■ **Testo dato**:
════════════════

La domesticazione e la nostra dieta
Perché mangiamo così tanto grano, riso e mais? Le proprietà del genoma vengono rimesse in campo per raccontare il processo di domesticazione delle specie selvatiche alla base dell’invenzione di agricoltura e allevamento. Le piante impiegate (grano e orzo in Medio Oriente, riso tra India e Cina, mais nel Messico) hanno tutte la caratteristica di possedere un’elevata plasticità genetica. In altri termini, il loro genoma è in grado di modificarsi rapidamente da una generazione a quella successiva. Questo grazie al fatto di essere poliploidi e di contenere nel loro genoma un grande numero di elementi trasponibili, proprietà spiegate efficacemente in poche righe nel Capitolo 2 (pagine 50-53). Wells mostra che, oltre alla plasticità genetica che ha permesso di selezionare con una certa rapidità i tratti desiderati, nel processo di domesticazione sia stato fondamentale il controllo della riproduzione di piante e animali, vale a dire la capacità di gestire autonomamente i semi (o i piccoli, nel caso dell’allevamento) senza dover “tornare nell’ambiente” per procurarsene di nuovi. Questo aspetto può fornire spunti di riflessione sulla situazione degli agricoltori moderni che non gestiscono quasi più i semi e devono rivolgersi alle ditte semenziere per acquistarli.
Per ottenere ulteriori riscontri su come si è modificata nel tempo la dieta di Homo sapiens, l’autore racconta le analisi chimiche che vengono effettuate sulle ossa dei nostri antenati. Il rapporto tra gli elementi chimici stronzio e calcio, per esempio, può dirci se la dieta seguita da una persona era più vegetariana o carnivora. Mentre il rapporto tra gli isotopi del carbonio 13 e 12 fornisce indicazioni sul tipo di piante di cui si nutriva, se di tipo C3 (più antiche, di cui si cibavano i cacciatori-raccoglitori) o di tipo C4 (come il mais, selezionate “recentemente” dagli agricoltori). Questa parte di testo (pagine 43-49) offre la possibilità di riprendere alcuni concetti di chimica e genetica, applicandoli per comprendere meglio il metabolismo delle piante e la dieta dell’uomo.

════════════════

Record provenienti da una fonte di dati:
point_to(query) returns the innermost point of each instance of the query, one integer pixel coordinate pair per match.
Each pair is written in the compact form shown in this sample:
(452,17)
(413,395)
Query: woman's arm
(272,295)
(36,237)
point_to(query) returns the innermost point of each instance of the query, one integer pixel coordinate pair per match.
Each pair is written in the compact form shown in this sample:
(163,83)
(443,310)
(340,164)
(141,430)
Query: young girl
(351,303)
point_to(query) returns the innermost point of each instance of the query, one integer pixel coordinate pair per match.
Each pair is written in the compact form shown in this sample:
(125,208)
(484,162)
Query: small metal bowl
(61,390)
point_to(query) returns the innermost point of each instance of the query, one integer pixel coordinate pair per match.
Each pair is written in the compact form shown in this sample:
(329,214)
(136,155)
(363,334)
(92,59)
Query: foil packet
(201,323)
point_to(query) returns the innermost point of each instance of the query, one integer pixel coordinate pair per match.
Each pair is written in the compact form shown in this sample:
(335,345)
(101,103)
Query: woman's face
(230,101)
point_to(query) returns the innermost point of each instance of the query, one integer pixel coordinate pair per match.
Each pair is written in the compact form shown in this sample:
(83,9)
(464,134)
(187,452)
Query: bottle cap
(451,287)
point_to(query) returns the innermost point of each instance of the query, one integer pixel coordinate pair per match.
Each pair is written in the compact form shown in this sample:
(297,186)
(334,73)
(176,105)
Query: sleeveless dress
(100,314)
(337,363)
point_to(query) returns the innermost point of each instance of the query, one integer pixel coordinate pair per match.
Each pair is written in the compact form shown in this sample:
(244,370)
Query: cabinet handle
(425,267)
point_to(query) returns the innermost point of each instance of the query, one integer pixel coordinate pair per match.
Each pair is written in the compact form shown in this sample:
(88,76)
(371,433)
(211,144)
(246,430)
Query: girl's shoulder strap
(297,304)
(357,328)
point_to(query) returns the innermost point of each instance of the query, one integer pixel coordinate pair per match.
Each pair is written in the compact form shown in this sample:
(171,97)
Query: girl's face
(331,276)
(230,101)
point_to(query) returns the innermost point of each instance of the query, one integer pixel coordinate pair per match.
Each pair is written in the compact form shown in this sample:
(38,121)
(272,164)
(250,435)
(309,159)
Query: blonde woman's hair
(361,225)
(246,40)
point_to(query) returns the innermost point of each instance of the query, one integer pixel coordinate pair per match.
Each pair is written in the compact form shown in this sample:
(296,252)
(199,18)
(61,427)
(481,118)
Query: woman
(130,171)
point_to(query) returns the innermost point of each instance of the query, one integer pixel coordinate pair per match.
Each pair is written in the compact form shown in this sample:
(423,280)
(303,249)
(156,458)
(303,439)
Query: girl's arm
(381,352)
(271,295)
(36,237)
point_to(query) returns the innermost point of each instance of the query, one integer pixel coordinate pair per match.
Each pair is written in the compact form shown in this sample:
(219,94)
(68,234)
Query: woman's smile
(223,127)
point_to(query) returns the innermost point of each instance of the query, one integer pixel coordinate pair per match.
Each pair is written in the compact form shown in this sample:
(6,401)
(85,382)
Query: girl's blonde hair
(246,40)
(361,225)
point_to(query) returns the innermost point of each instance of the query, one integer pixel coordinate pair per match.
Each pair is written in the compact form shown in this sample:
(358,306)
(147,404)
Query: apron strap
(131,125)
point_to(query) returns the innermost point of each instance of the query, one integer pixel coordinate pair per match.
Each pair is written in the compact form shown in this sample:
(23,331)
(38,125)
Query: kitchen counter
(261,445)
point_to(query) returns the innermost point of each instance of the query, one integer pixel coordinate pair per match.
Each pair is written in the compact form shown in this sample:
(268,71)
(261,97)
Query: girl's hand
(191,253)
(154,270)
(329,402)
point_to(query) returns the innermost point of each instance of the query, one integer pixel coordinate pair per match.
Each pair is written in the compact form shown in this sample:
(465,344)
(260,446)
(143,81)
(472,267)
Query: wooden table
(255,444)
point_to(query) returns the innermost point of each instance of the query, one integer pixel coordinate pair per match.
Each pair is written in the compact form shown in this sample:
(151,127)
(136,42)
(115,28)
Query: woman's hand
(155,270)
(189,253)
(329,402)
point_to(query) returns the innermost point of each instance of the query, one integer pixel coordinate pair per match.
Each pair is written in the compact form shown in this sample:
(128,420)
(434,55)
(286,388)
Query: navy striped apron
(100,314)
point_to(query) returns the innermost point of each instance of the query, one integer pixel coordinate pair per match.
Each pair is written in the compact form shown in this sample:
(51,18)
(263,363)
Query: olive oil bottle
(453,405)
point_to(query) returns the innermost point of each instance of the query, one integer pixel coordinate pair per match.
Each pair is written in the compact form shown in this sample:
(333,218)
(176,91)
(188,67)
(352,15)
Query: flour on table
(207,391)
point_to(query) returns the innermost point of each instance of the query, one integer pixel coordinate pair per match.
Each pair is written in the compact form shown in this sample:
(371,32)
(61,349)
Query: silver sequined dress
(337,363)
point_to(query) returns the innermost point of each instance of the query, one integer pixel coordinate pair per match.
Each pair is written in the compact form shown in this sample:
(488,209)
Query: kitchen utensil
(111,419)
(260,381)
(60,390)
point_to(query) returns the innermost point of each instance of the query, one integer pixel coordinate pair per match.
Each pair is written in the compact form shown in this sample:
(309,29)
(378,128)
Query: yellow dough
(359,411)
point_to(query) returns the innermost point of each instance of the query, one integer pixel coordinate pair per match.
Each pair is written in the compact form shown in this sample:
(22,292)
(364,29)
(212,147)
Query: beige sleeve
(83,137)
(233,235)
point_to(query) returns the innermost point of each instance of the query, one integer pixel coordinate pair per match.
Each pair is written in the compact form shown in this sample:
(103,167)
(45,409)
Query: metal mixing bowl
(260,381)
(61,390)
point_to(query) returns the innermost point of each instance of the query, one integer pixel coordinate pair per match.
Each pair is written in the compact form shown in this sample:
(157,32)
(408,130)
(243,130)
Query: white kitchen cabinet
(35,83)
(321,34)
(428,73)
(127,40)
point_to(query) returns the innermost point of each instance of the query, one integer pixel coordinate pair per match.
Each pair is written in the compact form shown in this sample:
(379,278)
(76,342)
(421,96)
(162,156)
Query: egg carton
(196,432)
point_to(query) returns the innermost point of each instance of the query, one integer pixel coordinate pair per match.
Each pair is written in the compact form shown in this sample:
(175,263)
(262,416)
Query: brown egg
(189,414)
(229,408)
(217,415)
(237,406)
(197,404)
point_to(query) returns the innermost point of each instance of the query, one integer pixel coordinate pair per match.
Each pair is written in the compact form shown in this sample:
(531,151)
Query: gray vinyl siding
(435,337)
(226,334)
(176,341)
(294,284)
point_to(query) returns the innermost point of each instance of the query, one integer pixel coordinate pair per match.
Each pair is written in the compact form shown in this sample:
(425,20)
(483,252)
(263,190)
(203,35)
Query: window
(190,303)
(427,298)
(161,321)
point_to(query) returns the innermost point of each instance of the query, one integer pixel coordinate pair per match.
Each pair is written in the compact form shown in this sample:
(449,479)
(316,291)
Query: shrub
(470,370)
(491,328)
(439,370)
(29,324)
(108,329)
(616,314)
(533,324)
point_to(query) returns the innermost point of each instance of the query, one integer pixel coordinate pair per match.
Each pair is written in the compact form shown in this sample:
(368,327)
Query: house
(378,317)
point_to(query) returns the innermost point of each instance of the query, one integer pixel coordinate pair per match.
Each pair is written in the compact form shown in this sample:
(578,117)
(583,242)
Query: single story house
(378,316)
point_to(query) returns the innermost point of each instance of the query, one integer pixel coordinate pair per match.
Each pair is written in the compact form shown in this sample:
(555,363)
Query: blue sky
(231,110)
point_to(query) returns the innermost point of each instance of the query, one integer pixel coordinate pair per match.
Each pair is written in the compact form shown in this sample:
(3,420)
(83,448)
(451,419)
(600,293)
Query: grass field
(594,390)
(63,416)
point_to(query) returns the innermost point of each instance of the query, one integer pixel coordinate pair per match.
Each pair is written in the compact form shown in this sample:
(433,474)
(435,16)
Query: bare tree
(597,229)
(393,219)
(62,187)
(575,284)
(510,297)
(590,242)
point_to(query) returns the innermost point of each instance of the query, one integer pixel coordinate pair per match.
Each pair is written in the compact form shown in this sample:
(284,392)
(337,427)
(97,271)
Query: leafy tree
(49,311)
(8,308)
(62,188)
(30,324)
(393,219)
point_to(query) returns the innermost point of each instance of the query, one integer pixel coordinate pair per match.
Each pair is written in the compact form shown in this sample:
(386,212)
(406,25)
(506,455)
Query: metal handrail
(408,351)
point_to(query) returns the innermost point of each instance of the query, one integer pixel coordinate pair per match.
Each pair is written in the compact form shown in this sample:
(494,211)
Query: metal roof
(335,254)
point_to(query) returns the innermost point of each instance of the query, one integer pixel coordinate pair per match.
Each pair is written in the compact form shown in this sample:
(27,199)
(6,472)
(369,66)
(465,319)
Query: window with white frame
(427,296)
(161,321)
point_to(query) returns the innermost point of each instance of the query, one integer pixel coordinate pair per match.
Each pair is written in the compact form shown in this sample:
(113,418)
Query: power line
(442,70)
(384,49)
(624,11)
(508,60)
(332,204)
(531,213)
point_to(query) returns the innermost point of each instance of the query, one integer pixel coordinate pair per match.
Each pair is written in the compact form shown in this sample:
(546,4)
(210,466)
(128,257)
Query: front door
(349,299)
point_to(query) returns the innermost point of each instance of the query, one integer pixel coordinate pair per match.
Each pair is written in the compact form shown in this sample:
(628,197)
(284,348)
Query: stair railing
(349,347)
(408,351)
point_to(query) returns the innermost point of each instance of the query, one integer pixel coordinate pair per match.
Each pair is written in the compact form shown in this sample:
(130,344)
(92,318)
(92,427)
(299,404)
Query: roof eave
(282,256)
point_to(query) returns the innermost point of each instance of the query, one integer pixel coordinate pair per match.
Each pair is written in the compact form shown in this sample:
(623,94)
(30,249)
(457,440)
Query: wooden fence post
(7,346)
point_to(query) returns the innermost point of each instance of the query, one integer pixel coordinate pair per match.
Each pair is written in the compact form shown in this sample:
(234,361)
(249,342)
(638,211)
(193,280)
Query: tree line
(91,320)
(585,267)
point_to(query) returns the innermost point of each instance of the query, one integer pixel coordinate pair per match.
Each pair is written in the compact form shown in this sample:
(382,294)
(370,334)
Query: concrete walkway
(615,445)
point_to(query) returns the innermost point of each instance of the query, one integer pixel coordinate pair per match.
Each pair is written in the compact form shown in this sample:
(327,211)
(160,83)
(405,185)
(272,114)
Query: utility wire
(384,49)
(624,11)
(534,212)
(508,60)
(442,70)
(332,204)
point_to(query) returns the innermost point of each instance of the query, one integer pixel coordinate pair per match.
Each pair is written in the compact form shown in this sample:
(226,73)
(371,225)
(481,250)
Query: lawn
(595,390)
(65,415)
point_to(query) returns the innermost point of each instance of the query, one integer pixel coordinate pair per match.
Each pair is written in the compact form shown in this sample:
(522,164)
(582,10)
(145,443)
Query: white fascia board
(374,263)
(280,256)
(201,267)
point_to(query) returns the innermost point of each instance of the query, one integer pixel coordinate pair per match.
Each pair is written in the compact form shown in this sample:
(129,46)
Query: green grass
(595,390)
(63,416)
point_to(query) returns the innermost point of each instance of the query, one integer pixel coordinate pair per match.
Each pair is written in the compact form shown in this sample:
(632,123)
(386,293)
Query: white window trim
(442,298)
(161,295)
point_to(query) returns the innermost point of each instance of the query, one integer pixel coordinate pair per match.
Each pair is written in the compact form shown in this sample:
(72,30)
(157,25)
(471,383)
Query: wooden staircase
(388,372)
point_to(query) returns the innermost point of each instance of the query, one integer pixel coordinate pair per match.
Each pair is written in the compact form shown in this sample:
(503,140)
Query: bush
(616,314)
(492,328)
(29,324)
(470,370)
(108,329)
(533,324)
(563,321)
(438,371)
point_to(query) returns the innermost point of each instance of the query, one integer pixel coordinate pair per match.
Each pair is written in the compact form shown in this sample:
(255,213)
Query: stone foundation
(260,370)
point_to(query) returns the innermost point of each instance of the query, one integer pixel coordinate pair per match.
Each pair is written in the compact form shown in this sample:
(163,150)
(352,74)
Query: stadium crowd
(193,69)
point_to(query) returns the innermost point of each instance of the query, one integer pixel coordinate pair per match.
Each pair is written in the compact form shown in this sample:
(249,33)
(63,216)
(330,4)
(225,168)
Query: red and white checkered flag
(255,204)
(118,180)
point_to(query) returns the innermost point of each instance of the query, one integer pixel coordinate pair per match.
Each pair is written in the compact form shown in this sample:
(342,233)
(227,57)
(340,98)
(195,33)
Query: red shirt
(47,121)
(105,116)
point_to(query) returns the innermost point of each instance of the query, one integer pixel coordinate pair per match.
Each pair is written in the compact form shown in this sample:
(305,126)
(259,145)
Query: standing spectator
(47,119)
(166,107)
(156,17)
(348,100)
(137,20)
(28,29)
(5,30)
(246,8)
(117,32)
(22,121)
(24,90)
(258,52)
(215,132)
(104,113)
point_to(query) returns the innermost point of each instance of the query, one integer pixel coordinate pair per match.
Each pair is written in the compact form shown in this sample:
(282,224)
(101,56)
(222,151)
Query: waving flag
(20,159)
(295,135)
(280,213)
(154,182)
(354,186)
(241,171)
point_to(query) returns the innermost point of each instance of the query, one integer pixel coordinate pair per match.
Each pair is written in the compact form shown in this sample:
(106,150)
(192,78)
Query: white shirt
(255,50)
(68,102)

════════════════

■ **Cosa fare**:
Rispondi a queste domande sul testo dedicato alla domesticazione:
(a) Quale pianta fu domesticata in Messico?
(b) Che cosa indica il rapporto tra stronzio e calcio nelle ossa?
(c) In quali pagine del Capitolo 2 vengono spiegate poliploidia ed elementi trasponibili?
I record non hanno alcun legame con il testo.

■ **Soluzione**:
(a) Il mais.
(b) Se la dieta di una persona era più vegetariana o più carnivora.
(c) Nelle pagine 50-53.